Black-box Safety Analysis and Retraining of DNNs based on Feature Extraction and Clustering
This addresses the need for automated functional safety analysis in DNN-based systems like self-driving cars, offering a practical solution for error diagnosis and retraining without requiring access to DNN internals.
The paper tackles the problem of identifying root causes of errors in deep neural networks (DNNs) for safety-critical systems, proposing SAFE, a black-box approach that uses feature extraction and clustering to characterize errors and retrain DNNs, resulting in significant improvements in accuracy and efficiency.

+---+

* _Work instruction 1_
Translate the sentence "This addresses the need for automated functional safety analysis in DNN-based systems like self-driving cars, offering a practical solution for error diagnosis and retraining without requiring access to DNN internals." from the SAFE summary into Spanish.
* _Work instruction 2_
List every word in the title of the SAFE summary that begins with a capital letter.
* _Work instruction 3_
Resume the SAFE summary after its final sentence and continue it.
These records have no connection to the SAFE summary.

* _Segmentation mask data_
+---+

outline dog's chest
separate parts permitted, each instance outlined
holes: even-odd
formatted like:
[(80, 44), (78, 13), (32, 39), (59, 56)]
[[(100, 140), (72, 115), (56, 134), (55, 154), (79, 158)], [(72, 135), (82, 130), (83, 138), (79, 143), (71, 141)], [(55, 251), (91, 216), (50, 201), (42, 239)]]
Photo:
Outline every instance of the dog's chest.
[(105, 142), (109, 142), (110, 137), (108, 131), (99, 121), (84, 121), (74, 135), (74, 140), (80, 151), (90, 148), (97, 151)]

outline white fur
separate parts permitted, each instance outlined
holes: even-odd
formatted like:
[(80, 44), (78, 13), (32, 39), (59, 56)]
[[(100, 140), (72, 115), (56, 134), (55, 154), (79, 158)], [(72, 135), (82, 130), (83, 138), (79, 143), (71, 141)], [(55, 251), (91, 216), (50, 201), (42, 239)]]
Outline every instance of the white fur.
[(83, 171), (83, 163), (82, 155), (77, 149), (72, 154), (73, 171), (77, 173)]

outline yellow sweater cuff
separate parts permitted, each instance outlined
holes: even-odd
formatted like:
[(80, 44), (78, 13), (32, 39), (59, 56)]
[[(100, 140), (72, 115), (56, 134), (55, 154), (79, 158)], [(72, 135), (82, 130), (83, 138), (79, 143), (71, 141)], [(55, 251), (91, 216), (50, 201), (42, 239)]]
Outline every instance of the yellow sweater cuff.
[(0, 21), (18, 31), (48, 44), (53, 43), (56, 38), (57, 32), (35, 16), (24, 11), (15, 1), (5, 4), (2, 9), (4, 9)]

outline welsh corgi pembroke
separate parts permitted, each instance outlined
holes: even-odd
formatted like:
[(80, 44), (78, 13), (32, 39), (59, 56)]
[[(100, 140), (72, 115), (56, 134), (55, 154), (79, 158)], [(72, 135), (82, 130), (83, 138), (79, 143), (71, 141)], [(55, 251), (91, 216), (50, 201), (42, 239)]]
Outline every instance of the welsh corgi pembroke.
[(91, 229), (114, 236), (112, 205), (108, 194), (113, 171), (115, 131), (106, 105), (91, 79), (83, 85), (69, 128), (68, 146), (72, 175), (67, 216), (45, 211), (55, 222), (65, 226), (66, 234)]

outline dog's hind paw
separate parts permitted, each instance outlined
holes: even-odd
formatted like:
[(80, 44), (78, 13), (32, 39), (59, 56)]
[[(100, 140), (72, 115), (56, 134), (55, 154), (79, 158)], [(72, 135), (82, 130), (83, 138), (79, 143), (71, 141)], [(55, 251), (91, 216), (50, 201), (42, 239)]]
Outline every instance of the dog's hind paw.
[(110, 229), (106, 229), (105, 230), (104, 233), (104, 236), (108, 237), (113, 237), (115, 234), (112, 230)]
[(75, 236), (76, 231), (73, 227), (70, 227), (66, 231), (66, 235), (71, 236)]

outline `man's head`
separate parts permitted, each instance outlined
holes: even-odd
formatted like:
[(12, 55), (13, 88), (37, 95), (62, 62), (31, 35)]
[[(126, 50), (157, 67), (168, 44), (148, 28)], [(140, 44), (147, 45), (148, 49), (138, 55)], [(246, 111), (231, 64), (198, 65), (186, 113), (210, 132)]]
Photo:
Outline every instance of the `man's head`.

+---+

* _Answer area 1_
Esto responde a la necesidad de un análisis automatizado de la seguridad funcional en sistemas basados en DNN, como los automóviles autónomos, y ofrece una solución práctica para el diagnóstico de errores y el reentrenamiento sin necesidad de acceder a los componentes internos de las DNN.

* _Answer area 2_
Black-box, Safety, Analysis, Retraining, DNNs, Feature, Extraction, Clustering

* _Answer area 3_
Deep neural networks (DNNs) have demonstrated superior performance over classical machine learning to support many features in safety-critical systems. Although DNNs are now widely used in such systems (e.g., self driving cars), there is limited progress regarding automated support for functional safety analysis in DNN-based systems. For example, the identification of root causes of errors, to enable both risk analysis and DNN retraining, remains an open problem. In this paper, we propose SAFE, a black-box approach to automatically characterize the root causes of DNN errors. SAFE relies on a transfer learning model pre-trained on ImageNet to extract the features from error-inducing images. It then applies a density-based clustering algorithm to detect arbitrary shaped clusters of images modeling plausible causes of error. Last, clusters are used to effectively retrain and improve the DNN. The black-box nature of SAFE is motivated by our objective not to require changes or even access to the DNN internals to facilitate adoption. Experimental results show the superior ability of SAFE in identifying different root causes of DNN errors based on case studies in the automotive domain. It also yields significant improvements in DNN accuracy after retraining, while saving significant execution time and memory when compared to alternatives.